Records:
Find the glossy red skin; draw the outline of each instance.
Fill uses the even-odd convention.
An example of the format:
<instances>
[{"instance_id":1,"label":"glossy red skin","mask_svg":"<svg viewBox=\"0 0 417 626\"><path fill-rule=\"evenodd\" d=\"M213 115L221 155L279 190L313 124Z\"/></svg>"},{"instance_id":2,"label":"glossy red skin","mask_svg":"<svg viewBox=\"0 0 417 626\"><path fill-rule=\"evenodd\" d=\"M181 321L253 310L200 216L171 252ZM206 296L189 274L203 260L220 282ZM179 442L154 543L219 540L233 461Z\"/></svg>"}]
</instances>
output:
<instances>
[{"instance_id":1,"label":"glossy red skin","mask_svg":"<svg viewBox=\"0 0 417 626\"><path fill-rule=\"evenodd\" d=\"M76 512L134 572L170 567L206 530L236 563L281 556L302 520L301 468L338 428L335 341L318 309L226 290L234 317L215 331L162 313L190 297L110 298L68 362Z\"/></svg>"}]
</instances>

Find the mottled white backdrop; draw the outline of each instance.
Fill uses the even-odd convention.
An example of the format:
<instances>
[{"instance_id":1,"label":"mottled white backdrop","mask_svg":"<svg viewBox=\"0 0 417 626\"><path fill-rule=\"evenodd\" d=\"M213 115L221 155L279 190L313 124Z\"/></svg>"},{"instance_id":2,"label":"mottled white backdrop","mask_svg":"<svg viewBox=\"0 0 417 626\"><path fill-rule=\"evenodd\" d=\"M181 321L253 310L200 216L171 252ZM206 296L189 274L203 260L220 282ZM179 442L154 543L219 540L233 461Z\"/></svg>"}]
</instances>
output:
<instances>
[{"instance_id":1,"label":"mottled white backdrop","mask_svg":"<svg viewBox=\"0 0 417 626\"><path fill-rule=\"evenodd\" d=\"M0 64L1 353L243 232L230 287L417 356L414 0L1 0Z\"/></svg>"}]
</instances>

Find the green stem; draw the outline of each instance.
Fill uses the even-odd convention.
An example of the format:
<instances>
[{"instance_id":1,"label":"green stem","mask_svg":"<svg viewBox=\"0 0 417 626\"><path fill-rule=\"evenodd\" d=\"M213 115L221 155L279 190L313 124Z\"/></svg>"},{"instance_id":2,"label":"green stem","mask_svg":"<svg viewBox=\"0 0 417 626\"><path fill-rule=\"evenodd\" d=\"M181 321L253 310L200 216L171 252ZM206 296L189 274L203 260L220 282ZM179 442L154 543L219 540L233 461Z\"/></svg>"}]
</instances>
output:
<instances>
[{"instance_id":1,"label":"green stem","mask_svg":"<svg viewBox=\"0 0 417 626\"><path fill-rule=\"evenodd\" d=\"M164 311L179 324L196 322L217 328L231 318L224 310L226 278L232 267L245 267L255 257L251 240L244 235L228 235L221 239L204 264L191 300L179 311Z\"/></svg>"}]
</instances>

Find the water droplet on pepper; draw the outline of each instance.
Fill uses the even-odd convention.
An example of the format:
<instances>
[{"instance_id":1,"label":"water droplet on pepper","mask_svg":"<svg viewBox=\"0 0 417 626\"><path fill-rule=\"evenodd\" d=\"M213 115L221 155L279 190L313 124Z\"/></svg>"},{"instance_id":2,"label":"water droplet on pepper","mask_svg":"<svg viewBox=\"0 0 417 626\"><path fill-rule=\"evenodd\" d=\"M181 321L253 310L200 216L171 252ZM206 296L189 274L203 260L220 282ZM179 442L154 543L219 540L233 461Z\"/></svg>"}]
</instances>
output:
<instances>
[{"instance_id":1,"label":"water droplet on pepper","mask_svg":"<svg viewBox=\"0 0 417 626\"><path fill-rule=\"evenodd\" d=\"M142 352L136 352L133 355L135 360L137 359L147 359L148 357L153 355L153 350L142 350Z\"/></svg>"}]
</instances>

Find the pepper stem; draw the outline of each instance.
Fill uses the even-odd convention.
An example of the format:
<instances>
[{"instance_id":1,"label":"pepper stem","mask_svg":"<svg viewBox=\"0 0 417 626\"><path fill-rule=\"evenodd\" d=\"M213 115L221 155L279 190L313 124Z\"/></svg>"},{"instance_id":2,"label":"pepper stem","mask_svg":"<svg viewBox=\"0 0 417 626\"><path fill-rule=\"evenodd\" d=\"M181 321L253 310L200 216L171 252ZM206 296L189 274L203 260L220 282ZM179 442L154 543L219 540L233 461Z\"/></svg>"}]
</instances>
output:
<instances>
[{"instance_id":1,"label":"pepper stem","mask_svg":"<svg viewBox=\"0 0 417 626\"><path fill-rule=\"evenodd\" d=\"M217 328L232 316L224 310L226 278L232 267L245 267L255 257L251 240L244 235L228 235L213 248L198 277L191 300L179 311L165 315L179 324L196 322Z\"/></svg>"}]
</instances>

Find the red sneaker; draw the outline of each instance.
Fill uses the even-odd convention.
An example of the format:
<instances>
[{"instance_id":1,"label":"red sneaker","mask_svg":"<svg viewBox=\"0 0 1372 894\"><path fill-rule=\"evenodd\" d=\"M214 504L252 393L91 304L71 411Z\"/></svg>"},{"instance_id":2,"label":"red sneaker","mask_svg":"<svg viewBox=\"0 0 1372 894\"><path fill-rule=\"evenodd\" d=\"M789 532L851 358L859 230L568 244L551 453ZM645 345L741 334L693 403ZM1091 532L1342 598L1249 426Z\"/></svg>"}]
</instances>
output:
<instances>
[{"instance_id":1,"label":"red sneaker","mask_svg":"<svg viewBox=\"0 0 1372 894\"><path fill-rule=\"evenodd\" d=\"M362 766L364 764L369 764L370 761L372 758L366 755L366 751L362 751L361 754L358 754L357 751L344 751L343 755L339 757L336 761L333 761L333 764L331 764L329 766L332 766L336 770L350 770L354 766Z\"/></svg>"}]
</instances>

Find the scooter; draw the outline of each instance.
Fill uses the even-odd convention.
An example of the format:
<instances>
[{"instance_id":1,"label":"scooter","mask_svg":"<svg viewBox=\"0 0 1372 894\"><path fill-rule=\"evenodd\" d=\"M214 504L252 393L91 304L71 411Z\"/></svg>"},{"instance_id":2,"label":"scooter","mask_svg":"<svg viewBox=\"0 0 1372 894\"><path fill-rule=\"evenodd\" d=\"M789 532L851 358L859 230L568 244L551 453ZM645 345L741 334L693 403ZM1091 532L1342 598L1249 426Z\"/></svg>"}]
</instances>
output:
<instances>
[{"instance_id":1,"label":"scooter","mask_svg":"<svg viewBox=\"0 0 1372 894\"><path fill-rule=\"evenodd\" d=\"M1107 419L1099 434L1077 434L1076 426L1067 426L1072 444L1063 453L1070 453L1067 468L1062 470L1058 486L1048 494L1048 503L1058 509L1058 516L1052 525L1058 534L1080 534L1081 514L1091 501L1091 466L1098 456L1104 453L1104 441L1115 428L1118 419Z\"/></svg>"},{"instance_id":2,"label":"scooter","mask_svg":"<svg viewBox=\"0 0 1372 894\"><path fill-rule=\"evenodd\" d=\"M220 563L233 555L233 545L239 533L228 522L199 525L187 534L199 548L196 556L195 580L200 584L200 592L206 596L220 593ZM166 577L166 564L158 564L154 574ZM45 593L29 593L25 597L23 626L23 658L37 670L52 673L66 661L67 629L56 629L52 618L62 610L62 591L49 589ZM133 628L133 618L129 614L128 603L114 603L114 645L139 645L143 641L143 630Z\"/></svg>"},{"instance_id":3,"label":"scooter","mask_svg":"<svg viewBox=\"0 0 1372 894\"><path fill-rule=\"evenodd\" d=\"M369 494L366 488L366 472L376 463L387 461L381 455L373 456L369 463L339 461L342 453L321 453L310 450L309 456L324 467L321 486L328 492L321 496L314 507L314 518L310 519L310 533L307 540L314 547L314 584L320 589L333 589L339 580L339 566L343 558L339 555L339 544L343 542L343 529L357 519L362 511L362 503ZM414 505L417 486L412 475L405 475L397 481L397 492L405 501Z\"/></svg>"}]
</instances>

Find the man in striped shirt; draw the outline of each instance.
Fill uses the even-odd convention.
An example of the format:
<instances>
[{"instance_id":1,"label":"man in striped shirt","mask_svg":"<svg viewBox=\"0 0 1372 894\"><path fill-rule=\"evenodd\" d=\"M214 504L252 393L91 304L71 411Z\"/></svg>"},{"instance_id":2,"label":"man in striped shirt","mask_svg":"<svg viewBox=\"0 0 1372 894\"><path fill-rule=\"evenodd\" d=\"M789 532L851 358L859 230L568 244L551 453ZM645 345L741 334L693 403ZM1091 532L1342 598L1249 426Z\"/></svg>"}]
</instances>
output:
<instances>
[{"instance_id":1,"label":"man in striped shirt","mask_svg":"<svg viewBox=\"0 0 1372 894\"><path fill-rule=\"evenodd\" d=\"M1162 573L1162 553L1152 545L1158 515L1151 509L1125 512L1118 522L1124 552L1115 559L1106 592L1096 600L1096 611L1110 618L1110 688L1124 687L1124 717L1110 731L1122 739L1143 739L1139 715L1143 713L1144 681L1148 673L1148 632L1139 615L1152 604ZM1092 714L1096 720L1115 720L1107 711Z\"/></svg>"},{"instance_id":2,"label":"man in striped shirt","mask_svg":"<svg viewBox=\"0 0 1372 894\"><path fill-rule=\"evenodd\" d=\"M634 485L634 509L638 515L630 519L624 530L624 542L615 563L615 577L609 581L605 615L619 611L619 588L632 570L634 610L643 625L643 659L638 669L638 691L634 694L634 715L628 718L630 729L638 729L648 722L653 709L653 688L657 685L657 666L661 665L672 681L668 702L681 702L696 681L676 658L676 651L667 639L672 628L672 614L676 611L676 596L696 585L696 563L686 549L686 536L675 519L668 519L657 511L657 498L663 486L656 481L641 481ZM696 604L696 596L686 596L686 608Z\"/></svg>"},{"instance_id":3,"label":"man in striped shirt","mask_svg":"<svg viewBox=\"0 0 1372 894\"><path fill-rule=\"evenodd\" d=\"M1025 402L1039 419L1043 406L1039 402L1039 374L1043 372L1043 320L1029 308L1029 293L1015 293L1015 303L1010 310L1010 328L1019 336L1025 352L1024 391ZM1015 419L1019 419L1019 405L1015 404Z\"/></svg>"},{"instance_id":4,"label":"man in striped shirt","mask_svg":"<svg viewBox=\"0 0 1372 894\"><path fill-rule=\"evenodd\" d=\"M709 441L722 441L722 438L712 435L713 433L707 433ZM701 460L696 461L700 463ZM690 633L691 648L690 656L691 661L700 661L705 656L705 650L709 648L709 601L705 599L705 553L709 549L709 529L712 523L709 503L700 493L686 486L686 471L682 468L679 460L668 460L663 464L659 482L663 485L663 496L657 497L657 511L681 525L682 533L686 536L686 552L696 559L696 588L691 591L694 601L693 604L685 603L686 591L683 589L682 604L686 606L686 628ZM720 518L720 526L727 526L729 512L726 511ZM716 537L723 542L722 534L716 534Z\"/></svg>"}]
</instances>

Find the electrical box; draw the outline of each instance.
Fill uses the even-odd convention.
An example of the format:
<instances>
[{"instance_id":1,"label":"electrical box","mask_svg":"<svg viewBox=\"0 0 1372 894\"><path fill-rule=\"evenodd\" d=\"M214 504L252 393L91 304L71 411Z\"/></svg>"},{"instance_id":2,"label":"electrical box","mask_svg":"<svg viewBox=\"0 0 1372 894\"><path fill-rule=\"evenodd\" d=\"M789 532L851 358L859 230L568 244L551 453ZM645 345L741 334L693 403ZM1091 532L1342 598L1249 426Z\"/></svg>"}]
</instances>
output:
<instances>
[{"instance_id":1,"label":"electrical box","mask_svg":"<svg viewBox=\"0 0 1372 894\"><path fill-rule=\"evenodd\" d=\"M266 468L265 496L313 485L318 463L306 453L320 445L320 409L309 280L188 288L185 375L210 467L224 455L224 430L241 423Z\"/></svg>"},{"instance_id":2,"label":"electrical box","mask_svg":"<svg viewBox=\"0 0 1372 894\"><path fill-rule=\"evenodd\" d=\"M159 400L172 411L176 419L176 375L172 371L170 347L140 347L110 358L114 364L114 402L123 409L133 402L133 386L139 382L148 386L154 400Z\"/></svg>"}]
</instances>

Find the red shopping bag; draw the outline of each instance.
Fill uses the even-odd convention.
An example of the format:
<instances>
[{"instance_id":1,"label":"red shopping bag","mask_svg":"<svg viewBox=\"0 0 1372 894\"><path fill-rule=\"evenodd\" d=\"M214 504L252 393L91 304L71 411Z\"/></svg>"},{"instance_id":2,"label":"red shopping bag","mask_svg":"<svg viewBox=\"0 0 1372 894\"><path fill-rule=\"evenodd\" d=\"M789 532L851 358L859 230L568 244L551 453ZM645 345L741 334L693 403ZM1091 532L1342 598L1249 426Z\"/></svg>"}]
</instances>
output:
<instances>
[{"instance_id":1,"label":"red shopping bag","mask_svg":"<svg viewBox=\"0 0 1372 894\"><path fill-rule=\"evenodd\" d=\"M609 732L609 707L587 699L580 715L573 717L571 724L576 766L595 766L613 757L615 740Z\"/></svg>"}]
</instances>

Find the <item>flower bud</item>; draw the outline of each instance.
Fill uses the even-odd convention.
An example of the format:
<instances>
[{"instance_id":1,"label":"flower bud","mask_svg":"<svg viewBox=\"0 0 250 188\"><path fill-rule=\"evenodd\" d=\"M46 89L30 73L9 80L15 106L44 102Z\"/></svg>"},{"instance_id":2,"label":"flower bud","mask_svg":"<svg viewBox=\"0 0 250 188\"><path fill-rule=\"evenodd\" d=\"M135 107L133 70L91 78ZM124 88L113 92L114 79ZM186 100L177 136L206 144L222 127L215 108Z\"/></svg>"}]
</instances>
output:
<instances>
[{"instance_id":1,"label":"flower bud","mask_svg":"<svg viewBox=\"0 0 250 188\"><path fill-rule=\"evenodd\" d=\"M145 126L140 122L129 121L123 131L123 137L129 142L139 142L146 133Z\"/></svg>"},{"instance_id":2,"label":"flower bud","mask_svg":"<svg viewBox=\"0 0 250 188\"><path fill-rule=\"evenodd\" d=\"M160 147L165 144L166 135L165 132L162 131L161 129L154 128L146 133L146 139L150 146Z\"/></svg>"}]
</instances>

Brief: Which lines of the records above contain the word "sneaker"? List each of them in full.

The reply:
Find the red sneaker; draw the outline of each instance.
[{"instance_id":1,"label":"red sneaker","mask_svg":"<svg viewBox=\"0 0 1372 894\"><path fill-rule=\"evenodd\" d=\"M214 504L252 393L91 304L71 411Z\"/></svg>"},{"instance_id":2,"label":"red sneaker","mask_svg":"<svg viewBox=\"0 0 1372 894\"><path fill-rule=\"evenodd\" d=\"M789 532L851 358L859 230L568 244L551 453ZM645 345L741 334L693 403ZM1091 532L1342 598L1249 426Z\"/></svg>"}]
[{"instance_id":1,"label":"red sneaker","mask_svg":"<svg viewBox=\"0 0 1372 894\"><path fill-rule=\"evenodd\" d=\"M362 766L364 764L369 764L370 761L372 758L366 755L366 751L362 751L361 754L358 754L357 751L344 751L343 755L339 757L336 761L333 761L333 764L331 764L329 766L332 766L336 770L350 770L354 766Z\"/></svg>"}]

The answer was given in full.